* **DOCUMENT**
- - -
La péninsule arabique a vécu jusqu’au VIe siècle à l’écart des grandes civilisations méditerranéennes et asiatiques. Ce vaste territoire présente des aspects très variés. Le centre est un grand désert caillouteux avec une maigre végétation et de rares points d’eau, les oasis. Il est parcouru par les Arabes, tribus de pasteurs et de caravaniers. Ils élèvent des chèvres et des moutons mais surtout des chameaux qui permettent le transport et fournissent lait, laine et viande. Ces Arabes pratiquent le commerce à longue distance (caravanes), amenant dans l’empire byzantin les produits achetés dans le golfe Persique ou au Yémen à des marchands perses (épices, soieries, parfums) et éthiopiens (esclaves). Au sud-ouest, le Yémen est un royaume fertile (moussons). Au nord, les plaines, plus riches, sont vouées à l’agriculture.

Cette région n’a pas d’unité politique. A côté d’Etats organisés (Yémen au sud-ouest, empires byzantin et perse au nord et à l’est), subsistent des tribus du désert qui n’ont pas de liens politiques. Les guerres et surtout les razzias, sources de butin, y sont fréquentes.

Diversité religieuse aussi : les Arabes sont polythéistes. Ils adorent des djinns, sortes de divinités secondaires, présidées par un dieu principal à qui ils rendent un culte simple : offrandes et sacrifices mais surtout pèlerinage à La Mecque dont la Ka’ba (Pierre Noire) abrite les différents dieux de leur panthéon. Dans les oasis, on rencontre des juifs et des chrétiens surtout parmi les marchands, les artisans et les esclaves.

  1. Un empire fondé sur les conquêtes.
  2. Mahomet.

Né à La Mecque vers 570, dans la puissante tribu Quoraïch, Mahomet (Muhammad) pratique le commerce caravanier vers la Syrie byzantine au service d’une riche veuve, Khadidja, qu’il finit par épouser. Il bénéficie désormais de loisirs et il les consacre à la méditation religieuse. Vers 40 ans, il reçoit la « révélation » de l’archange Gabriel qui lui dicte la parole de Dieu et lui impose de la réciter autour de lui, en fondant ainsi une nouvelle religion, l’Islam. Les préceptes diffusés par Mahomet, qui ne savait ni lire ni écrire, seront fixés dans le Coran, sous le règne de ses successeurs, à la fin du VIIe siècle.

Soutenu par sa femme et quelques familiers, Mahomet commence sa prédication. Il inquiète ainsi les notables mecquois qui tiraient de gros profits du pèlerinage et des marchés qui l’entouraient.

En 622, ses fidèles et lui-même s’enfuient de La Mecque où ils ne sont plus en sécurité et ils s’installent à Yathrib qui devient Médine, la « ville » [du Prophète] : c’est l’hégire, début de l’ère musulmane. Dès ce moment, Mahomet associe pouvoir politique et religieux. Il se rallie peu à peu les tribus du désert et étend son autorité sur tout le centre et le Sid de l’Arabie. En 630, il s’estime assez fort pour s’imposer à La Mecque. D’abord mal reçu, il finit par l’emporter et il « récupère » le pèlerinage, transformant la Ka’ba en lieu du culte principal d’Allah. Désormais, on y vénère l’endroit d’où Abraham, le premier prophète est monté au ciel.
- - -
* **DONNÉES ENREGISTRÉES**
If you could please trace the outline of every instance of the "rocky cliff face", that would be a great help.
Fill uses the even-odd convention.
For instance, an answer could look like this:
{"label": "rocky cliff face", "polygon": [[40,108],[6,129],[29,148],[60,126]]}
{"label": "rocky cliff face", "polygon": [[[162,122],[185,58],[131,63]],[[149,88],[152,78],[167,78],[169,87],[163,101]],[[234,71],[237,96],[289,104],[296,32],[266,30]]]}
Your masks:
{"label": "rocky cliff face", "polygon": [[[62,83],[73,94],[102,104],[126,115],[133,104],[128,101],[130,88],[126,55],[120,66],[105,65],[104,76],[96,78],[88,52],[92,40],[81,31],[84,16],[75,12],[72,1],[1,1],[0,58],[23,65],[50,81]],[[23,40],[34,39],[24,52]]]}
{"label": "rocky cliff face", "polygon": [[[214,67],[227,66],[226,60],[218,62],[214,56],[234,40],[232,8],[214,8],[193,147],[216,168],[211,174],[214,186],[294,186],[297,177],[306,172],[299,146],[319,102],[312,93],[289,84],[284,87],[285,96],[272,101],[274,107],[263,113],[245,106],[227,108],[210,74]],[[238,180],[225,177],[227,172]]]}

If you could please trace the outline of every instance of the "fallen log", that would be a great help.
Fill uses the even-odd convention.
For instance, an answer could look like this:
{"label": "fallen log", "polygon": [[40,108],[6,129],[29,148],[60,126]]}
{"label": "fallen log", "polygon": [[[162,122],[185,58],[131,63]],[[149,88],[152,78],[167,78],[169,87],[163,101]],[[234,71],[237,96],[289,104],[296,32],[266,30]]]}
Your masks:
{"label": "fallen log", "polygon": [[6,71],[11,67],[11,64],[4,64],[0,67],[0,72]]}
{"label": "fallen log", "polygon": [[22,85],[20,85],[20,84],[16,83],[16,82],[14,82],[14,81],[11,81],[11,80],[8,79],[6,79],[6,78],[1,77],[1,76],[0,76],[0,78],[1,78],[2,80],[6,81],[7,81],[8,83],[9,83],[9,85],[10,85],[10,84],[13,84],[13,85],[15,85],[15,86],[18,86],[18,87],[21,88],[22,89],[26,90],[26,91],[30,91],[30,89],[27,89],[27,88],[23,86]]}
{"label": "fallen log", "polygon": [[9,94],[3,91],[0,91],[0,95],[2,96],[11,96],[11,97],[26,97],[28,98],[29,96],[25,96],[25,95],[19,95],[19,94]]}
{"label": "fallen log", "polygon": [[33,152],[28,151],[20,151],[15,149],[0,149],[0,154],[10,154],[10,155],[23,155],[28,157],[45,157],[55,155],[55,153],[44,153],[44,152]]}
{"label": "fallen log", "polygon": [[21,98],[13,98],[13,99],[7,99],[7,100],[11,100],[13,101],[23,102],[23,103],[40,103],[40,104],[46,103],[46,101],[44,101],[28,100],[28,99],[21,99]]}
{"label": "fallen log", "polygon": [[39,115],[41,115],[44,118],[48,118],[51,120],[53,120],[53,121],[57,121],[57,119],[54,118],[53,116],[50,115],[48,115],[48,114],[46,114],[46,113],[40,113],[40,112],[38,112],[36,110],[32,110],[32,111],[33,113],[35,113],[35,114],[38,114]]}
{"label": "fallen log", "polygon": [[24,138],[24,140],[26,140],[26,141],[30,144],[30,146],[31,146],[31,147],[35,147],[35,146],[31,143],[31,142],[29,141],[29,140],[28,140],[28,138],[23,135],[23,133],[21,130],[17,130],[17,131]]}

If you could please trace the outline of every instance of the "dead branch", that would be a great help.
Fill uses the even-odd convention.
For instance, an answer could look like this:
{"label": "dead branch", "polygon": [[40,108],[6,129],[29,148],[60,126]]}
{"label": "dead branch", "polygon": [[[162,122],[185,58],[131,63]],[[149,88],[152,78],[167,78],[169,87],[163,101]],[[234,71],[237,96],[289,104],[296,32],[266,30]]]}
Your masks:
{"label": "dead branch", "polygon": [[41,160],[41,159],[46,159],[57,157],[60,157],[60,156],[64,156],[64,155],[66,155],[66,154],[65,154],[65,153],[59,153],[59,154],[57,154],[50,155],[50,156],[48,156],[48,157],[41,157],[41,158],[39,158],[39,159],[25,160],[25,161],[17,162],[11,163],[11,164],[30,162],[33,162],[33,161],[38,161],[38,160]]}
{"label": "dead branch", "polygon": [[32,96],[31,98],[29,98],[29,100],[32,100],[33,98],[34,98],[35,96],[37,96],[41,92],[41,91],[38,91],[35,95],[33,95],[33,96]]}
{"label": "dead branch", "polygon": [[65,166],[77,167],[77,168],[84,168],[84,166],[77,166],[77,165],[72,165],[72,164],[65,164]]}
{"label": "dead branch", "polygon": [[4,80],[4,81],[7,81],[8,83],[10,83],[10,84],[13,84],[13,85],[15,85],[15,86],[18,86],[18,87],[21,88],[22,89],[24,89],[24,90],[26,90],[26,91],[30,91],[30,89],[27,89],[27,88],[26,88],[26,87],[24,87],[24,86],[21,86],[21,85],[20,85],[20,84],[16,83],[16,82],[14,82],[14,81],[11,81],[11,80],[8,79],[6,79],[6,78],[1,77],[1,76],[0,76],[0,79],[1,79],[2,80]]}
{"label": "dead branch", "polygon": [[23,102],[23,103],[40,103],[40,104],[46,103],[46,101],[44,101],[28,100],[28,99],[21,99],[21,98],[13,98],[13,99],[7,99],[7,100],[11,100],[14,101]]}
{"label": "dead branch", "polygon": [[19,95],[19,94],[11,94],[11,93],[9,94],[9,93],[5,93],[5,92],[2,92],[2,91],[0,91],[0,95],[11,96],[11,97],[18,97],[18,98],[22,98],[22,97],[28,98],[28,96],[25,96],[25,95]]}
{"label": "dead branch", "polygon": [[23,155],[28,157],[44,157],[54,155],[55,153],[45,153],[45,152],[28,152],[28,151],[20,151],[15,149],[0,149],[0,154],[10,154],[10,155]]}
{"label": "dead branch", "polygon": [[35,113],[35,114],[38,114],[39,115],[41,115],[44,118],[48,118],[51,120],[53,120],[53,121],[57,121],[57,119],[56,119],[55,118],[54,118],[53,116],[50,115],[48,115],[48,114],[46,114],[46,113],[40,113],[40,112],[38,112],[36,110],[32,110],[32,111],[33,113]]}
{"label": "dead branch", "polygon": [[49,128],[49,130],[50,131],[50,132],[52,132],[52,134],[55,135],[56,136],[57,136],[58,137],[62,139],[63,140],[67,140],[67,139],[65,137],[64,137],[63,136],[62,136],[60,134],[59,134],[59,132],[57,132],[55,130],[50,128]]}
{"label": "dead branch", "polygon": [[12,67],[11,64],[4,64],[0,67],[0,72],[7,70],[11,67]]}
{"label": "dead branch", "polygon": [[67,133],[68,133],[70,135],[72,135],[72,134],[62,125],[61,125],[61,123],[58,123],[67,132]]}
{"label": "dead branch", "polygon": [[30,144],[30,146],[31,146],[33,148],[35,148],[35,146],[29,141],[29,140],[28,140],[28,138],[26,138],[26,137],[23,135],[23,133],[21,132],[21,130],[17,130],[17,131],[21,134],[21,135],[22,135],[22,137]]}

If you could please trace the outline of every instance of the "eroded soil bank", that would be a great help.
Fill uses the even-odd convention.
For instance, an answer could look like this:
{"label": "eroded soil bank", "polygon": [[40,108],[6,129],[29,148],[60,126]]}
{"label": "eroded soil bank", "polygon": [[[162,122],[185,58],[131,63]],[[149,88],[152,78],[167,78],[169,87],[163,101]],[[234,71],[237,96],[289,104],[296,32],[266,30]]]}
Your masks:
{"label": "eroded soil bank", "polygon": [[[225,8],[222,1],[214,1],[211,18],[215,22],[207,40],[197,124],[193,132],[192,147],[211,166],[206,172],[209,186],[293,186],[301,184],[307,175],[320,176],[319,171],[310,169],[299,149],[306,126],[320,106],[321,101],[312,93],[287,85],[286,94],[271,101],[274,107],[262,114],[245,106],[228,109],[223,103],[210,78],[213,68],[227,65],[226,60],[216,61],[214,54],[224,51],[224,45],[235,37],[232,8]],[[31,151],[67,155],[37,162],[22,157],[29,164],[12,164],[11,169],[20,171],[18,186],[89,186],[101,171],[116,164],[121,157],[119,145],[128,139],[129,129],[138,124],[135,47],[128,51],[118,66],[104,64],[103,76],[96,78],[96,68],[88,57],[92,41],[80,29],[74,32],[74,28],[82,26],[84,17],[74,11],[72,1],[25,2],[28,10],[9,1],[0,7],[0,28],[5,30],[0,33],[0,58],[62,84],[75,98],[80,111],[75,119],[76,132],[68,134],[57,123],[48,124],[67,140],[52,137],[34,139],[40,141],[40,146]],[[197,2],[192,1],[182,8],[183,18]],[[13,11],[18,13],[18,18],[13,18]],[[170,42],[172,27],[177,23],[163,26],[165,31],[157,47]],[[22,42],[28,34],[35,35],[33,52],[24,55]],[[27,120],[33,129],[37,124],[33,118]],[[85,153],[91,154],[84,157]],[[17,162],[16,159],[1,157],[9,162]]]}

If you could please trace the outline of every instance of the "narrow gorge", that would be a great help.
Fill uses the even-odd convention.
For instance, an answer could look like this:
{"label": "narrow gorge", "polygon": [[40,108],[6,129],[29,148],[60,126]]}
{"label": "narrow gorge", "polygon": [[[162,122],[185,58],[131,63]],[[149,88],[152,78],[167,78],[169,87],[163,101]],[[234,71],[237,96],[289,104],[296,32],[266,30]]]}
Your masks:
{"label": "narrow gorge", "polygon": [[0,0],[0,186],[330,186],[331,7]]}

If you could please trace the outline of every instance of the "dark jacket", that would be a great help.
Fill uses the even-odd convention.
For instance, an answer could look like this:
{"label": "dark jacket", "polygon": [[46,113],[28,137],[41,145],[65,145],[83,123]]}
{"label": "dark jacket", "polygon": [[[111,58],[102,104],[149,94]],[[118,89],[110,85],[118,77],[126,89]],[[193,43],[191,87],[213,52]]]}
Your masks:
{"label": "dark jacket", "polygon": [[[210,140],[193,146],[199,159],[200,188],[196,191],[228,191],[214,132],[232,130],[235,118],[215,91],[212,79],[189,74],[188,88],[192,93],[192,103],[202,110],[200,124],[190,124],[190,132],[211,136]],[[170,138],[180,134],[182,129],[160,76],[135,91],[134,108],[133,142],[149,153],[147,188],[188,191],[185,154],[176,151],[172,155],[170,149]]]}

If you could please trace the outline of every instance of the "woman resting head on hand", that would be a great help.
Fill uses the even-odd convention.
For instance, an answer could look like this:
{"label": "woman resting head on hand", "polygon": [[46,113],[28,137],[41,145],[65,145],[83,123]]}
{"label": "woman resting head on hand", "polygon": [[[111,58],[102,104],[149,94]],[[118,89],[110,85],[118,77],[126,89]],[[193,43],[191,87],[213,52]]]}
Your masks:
- - -
* **CONSIGNE 1**
Recopiez tout le passage du document sur l'Arabie et Mahomet allant de « 1. Un empire » jusqu'à « du VIIe siècle. », en substituant « Khadîdja » à « Khadidja ».
* **CONSIGNE 2**
D'après le document sur l'Arabie et Mahomet, en quelle année Mahomet et ses fidèles s'enfuient-ils de La Mecque ?
Les entrées proviennent d'une source distincte de celle du document.

* **RÉPONSE RÉDIGÉE 1**
1. Un empire fondé sur les conquêtes.
  2. Mahomet.

Né à La Mecque vers 570, dans la puissante tribu Quoraïch, Mahomet (Muhammad) pratique le commerce caravanier vers la Syrie byzantine au service d’une riche veuve, Khadîdja, qu’il finit par épouser. Il bénéficie désormais de loisirs et il les consacre à la méditation religieuse. Vers 40 ans, il reçoit la « révélation » de l’archange Gabriel qui lui dicte la parole de Dieu et lui impose de la réciter autour de lui, en fondant ainsi une nouvelle religion, l’Islam. Les préceptes diffusés par Mahomet, qui ne savait ni lire ni écrire, seront fixés dans le Coran, sous le règne de ses successeurs, à la fin du VIIe siècle.

* **RÉPONSE RÉDIGÉE 2**
En 622.